* Teks Bacaan
----------
LOMBA MENULIS DDTCNEWS 2024

Meninjau Kembali Arah Kebijakan Pajak Internasional Indonesia

Redaksi DDTCNews
Selasa, 03 September 2024 | 18.20 WIB
ddtc-loaderMeninjau Kembali Arah Kebijakan Pajak Internasional Indonesia

M. Adzka I. P. Dhana,

Jakarta Timur - DKI Jakarta

DON’T tax you, don’t tax me, tax that fellow beyond the sea,” ujar Senator Russell B. Long, Ketua Komite Keuangan Senat Amerika Serikat (AS) pada 1966-1981. Pernyataan tersebut ternyata sangat relevan untuk menggambarkan lanskap perpajakan internasional terkini yang mencoba mengatasi masalah dalam pemajakan atas digitalisasi ekonomi.

Masifnya aktivitas ekonomi digital membuat konsep bentuk usaha tetap (BUT) yang mensyaratkan kehadiran fisik menjadi usang (Skaar, 2020). Merespons kondisi ini, Organisation for Economic Co-operation and Development (OECD) memperkenalkan Base Erosion and Profit Shifting (BEPS) Pillar One Amount A.

Pertanyan besar yang kemudian muncul adalah apakah konsesus global tersebut benar-benar dapat dijalankan? Avi-Yonah (2024) menekankan bahwa dukungan dari AS sangat penting untuk memastikan konsensus global ini dapat diimplementasikan.

Nahas, kondisi politik internal AS mengindikasikan BEPS Pillar One Amount A tidak akan terwujud. Avi-Yonah (2023) menyebut kemungkinannya kecil bagi AS meratifikasi Multilateral Convention (MLC) sebelum Januari 2025. Hal ini  mengingat sikap Partai Republik yang dominan di Senat AS dan secara konsisten menentang BEPS Pillar One.
----------
* Soal Latihan
Dalam teks tentang arah kebijakan pajak internasional Indonesia, lembaga apa yang memperkenalkan Base Erosion and Profit Shifting (BEPS) Pillar One Amount A?

* Data Tercatat
----------
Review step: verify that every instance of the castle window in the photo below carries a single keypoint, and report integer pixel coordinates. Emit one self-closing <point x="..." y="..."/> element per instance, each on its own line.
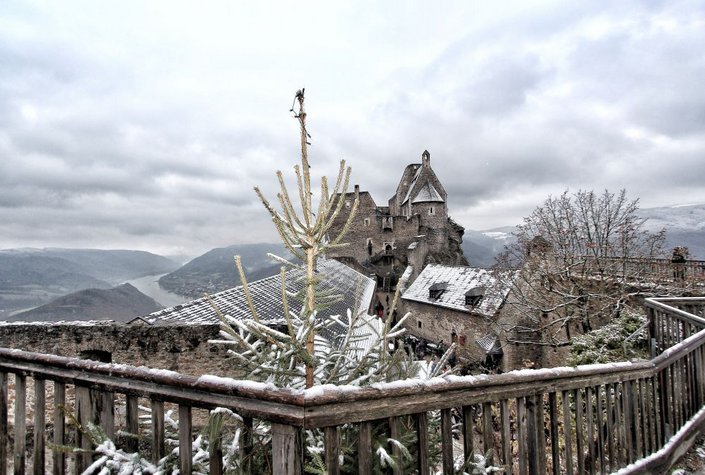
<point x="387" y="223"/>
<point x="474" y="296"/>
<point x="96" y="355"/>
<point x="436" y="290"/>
----------
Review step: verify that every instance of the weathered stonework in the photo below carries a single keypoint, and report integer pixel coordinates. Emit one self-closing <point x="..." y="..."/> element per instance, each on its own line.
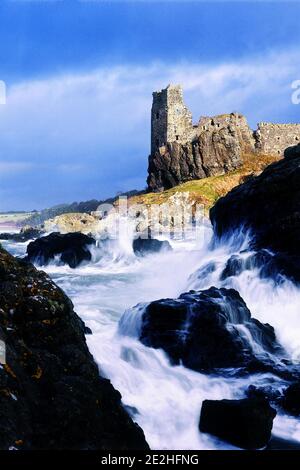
----------
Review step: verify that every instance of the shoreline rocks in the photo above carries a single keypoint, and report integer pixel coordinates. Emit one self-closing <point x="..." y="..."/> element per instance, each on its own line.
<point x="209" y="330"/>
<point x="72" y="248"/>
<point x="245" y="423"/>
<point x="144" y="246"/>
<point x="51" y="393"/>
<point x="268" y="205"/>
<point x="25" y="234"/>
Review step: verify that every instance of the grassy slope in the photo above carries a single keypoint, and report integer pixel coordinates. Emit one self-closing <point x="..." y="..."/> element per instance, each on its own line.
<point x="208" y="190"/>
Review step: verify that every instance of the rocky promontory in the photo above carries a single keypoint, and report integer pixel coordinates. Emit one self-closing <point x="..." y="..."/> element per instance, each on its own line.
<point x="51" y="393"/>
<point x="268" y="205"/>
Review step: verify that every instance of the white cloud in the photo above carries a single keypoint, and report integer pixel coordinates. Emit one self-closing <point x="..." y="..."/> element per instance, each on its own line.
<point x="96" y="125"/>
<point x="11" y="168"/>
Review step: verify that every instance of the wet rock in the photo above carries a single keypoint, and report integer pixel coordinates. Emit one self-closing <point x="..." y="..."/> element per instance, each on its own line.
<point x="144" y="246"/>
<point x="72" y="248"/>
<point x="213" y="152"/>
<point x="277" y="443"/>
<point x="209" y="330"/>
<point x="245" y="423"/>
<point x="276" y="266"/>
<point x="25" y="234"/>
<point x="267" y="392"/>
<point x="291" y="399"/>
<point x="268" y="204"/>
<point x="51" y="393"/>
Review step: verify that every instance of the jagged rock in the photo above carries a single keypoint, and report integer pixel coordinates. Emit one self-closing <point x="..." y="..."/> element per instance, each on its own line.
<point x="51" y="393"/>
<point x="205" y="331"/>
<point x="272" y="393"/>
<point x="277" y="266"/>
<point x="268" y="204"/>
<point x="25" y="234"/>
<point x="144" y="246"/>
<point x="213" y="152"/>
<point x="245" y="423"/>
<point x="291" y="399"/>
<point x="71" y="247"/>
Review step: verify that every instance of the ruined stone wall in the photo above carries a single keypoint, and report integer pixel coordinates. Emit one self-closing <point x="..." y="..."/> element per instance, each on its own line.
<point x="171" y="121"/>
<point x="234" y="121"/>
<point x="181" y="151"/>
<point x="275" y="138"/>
----------
* Hasil Latihan
Organisation for Economic Co-operation and Development (OECD).